**Exercise**
Exactly as shown below, retype every line of the data.

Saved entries
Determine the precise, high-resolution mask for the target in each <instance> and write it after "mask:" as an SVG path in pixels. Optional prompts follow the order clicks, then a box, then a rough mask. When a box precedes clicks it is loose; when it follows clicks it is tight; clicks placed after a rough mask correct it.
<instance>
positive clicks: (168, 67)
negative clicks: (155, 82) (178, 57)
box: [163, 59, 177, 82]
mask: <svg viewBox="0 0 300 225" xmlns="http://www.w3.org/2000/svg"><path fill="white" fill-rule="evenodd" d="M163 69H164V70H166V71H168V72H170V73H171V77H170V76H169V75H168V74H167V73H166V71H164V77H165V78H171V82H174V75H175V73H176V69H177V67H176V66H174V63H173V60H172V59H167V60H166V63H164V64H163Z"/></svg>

**Result**
Determine the precise, high-resolution mask for the target in each <instance> and write it after "mask:" as an SVG path in pixels. Optional prompts follow the order clicks, then a box, then a rough mask. When a box precedes clicks it is loose; when it follows clicks it is tight; clicks placed after a rough mask correct it.
<instance>
positive clicks: (168, 67)
negative clicks: (155, 82) (178, 57)
box: [163, 59, 177, 82]
mask: <svg viewBox="0 0 300 225" xmlns="http://www.w3.org/2000/svg"><path fill="white" fill-rule="evenodd" d="M163 69H164V70H166V71H168V72H170V73H171V77H170V76H169V75H168V74H167V73H166V71H164V77H165V78H171V82H174V75H175V73H176V69H177V67H176V66H174V63H173V60H172V59H167V60H166V63H164V64H163Z"/></svg>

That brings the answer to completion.